## TEXT EXCERPT
Labour conference lookahead | Monday 26 September

The who, when and where of the Labour conference.

Look out for

Ed Balls, the shadow chancellor, will address conference soon after midday. He will tell delegates that the party must work to restore economic credibility in the way that it did before Tony Blair was elected. To this end, he will pledge to set out strict fiscal rules for a future Labour government in the party's election manifesto. He will also promise to spend any windfall from the sale of bank shares on paying off the national debt, rather than on boosting public spending.

Balls will stress that spending cuts are here to stay. "We still know today what we recognised in 1994," he will say. "We will never have credibility unless we have the discipline and the strength to take tough decisions." In an interview with the Independent ahead of the speech, he said no-one in the shadow cabinet would make any promises at this stage to undo any government cuts.

## MATERIAL PROVIDED
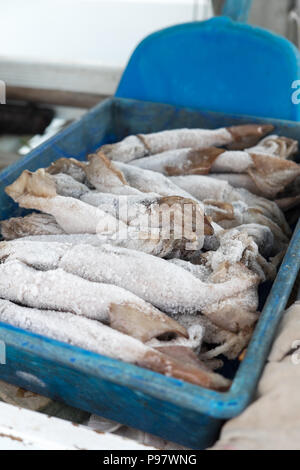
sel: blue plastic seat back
[116,17,300,121]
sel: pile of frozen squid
[0,125,300,391]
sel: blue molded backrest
[116,17,300,121]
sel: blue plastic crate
[0,98,300,449]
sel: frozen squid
[85,152,196,199]
[5,169,125,234]
[6,169,213,256]
[0,255,188,342]
[0,299,230,391]
[0,240,259,322]
[170,175,291,236]
[131,142,300,199]
[248,135,298,159]
[101,124,274,163]
[46,158,89,185]
[0,213,65,240]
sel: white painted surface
[0,403,155,450]
[0,0,210,67]
[0,0,212,95]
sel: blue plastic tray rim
[0,98,300,419]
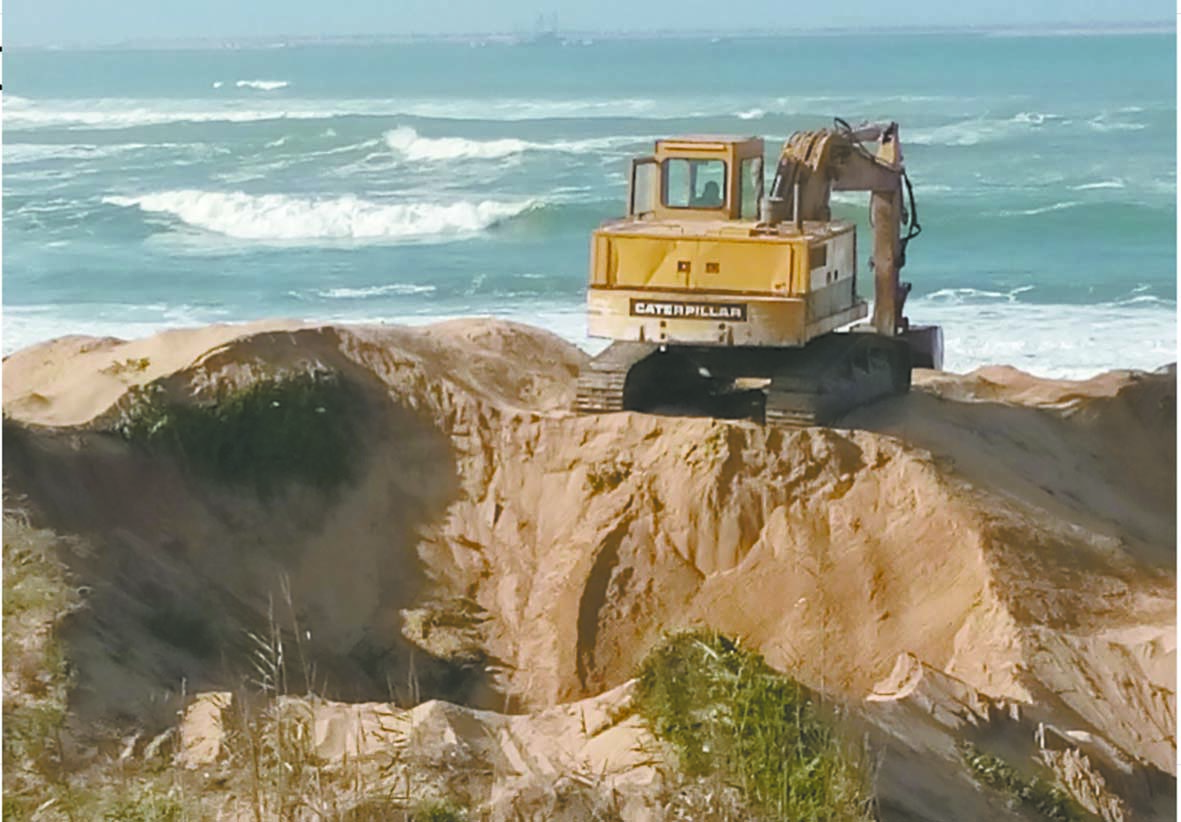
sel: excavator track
[574,343,657,413]
[575,333,911,428]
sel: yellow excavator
[576,119,942,425]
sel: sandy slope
[4,320,1176,818]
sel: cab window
[738,157,763,220]
[663,157,726,208]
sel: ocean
[2,32,1176,377]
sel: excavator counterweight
[576,120,942,425]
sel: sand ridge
[4,320,1176,817]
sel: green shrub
[960,742,1088,822]
[410,800,468,822]
[115,370,363,495]
[633,632,873,822]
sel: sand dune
[4,320,1176,818]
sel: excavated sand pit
[4,320,1176,820]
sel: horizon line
[18,18,1176,51]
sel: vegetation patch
[633,631,874,821]
[959,742,1091,822]
[587,462,632,494]
[410,800,468,822]
[4,516,78,820]
[115,370,363,496]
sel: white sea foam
[994,200,1083,217]
[1087,115,1148,131]
[907,298,1177,379]
[315,282,435,300]
[902,111,1070,146]
[4,95,812,129]
[1071,177,1127,191]
[4,143,207,164]
[234,80,288,91]
[384,125,648,162]
[385,125,536,159]
[103,189,531,242]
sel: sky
[4,0,1176,47]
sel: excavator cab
[627,136,763,220]
[576,120,942,425]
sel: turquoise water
[4,33,1176,376]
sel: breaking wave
[103,189,533,242]
[384,125,645,161]
[234,80,287,91]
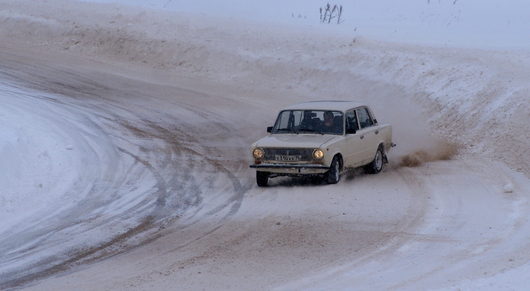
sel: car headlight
[252,148,265,160]
[313,149,324,160]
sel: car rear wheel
[326,156,340,184]
[256,171,269,187]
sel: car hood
[254,134,338,148]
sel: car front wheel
[366,146,385,174]
[326,157,340,184]
[256,171,269,187]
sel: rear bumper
[250,164,329,175]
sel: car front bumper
[250,164,329,175]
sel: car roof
[284,100,365,111]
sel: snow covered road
[0,1,530,290]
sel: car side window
[357,107,374,128]
[346,110,359,132]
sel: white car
[250,101,395,187]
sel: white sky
[82,0,530,48]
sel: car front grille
[263,148,314,163]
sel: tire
[256,171,269,187]
[365,146,385,174]
[326,156,340,184]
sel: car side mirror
[346,128,357,134]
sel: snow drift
[0,0,530,287]
[0,1,530,174]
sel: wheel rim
[333,161,340,181]
[375,150,383,171]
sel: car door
[355,106,379,165]
[344,109,364,167]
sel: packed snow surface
[0,0,530,290]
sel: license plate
[274,155,302,162]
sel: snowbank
[0,1,530,175]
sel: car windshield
[272,110,344,135]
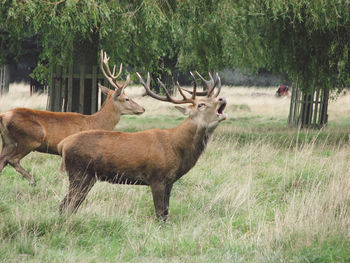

## DIRECTIVE 1
Render the records as a numbered list, starting from the beginning of the records and stopping after the line that contains "[0,98,300,419]". Leave out blank lines and the pictures.
## DIRECTIVE 2
Write the next part of the Labour conference lookahead, picking up after its final sentence.

## REPLY 1
1. sel: blue plastic seat back
2. [116,17,300,121]
3. sel: pile of frozen squid
4. [0,125,300,391]
5. sel: blue molded backrest
6. [116,17,300,121]
7. sel: blue plastic crate
8. [0,98,300,449]
9. sel: frozen squid
10. [85,152,196,199]
11. [5,169,125,234]
12. [6,169,213,256]
13. [0,255,188,342]
14. [0,299,230,391]
15. [0,240,259,322]
16. [170,175,291,236]
17. [131,142,300,199]
18. [248,135,298,159]
19. [101,124,274,163]
20. [46,158,89,185]
21. [0,213,65,240]
22. sel: white painted surface
23. [0,403,155,450]
24. [0,0,210,67]
25. [0,0,212,95]
26. sel: blue plastic tray rim
27. [0,98,300,419]

## REPLY 2
He will, however, reiterate that rising unemployment and stalled economic growth prove that Labour was right to advocate a slower pace of deficit reduction. As the coalition continues to blame Labour's mismanagement for the current crisis, Balls will stress the role of the global crisis, warning in stark terms: "The country and the whole world is facing the threat of a lost decade of economic stagnation."

Last year, Balls was accused of being overly negative when he implied that George Osborne's economic policies would cause Britain to slip into a double-dip recession. Now, that warning looks prescient.

Signs of trouble?

Labour is in the midst of a two year policy review, so policy promises are unlikely to be on ground. Three and a half years ahead of the election, Labour has the problem that it cannot set out a full alternative plan -- but without this detail, will struggle to regain credibility. It can get around this by saying what it would do if in government now, something which Ed Miliband did at the weekend with his tuition fee proposals.

The results of yesterday's Refounding Labour vote wil be revealed. It is an extensive reform of the way internal leadership elections work.

On the fringe

Does Labour have an enterprise plan? Chuka Umunna, shadow minister for small business and enterprise, takes part in a panel discussion chaired by the New Statesman's political correspondent, Rafael Behr, from 5pm. More details.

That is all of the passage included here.